* [GIVEN INSTRUCTION] How many lines of the material below contain the string "black"? Case counts; give only the number.

* [SUPPLIED DATA]

────────

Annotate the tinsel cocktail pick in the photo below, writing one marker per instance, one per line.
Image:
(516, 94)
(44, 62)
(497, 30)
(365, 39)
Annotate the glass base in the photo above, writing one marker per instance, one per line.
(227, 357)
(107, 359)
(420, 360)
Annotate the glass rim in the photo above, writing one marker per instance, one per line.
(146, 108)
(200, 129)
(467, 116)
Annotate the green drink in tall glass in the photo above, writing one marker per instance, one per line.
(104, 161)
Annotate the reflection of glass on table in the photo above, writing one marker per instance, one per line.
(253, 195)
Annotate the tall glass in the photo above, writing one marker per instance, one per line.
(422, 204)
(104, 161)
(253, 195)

────────

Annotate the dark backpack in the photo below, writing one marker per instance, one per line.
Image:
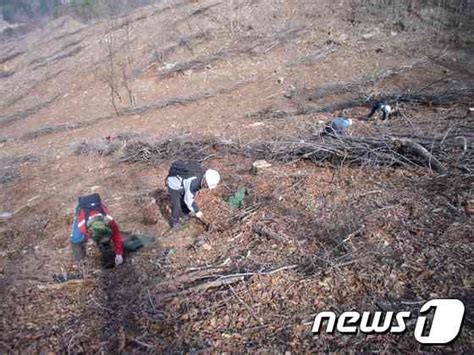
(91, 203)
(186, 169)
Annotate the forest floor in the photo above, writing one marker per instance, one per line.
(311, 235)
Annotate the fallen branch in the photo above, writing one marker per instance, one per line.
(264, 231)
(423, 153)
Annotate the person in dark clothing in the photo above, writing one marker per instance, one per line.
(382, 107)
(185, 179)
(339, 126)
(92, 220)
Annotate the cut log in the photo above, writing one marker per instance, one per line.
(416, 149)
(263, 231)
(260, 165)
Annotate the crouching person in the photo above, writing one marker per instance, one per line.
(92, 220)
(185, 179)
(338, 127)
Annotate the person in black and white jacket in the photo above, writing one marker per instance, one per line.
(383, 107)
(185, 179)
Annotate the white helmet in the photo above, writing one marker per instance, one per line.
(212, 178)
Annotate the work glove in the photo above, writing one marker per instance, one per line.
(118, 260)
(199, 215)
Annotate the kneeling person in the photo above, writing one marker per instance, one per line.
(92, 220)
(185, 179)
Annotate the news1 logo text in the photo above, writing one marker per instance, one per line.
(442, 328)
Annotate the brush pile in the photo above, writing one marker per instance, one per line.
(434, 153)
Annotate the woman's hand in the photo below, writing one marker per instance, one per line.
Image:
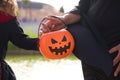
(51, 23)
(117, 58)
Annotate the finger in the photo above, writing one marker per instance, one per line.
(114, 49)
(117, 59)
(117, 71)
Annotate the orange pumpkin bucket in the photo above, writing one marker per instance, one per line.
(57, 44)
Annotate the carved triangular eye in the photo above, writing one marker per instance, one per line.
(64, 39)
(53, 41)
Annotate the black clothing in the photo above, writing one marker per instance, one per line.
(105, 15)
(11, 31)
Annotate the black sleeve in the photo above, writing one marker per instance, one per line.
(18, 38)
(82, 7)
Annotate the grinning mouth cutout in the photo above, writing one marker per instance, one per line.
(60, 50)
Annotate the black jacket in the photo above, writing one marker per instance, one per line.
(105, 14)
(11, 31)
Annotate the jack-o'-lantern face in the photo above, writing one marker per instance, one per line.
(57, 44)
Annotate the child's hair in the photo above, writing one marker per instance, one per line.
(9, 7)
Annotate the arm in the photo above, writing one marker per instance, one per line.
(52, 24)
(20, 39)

────────

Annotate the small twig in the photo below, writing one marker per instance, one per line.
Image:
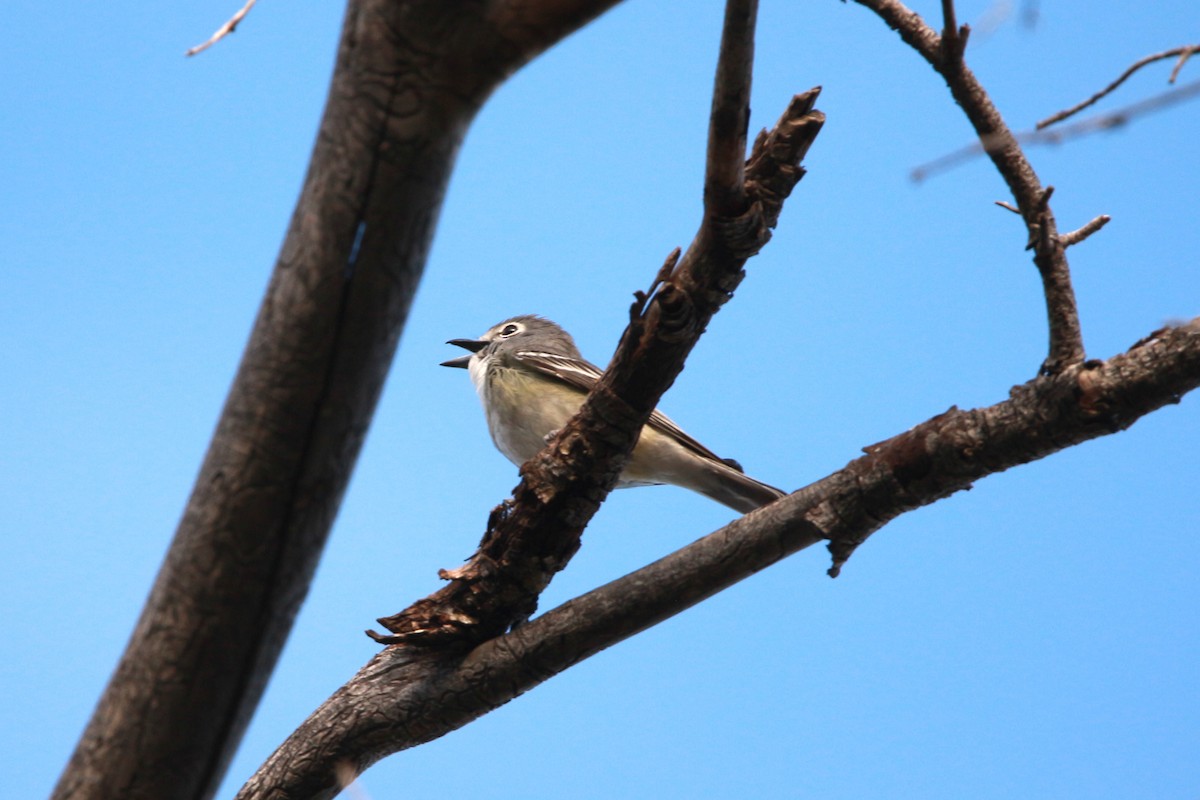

────────

* [FINAL RESULT] 4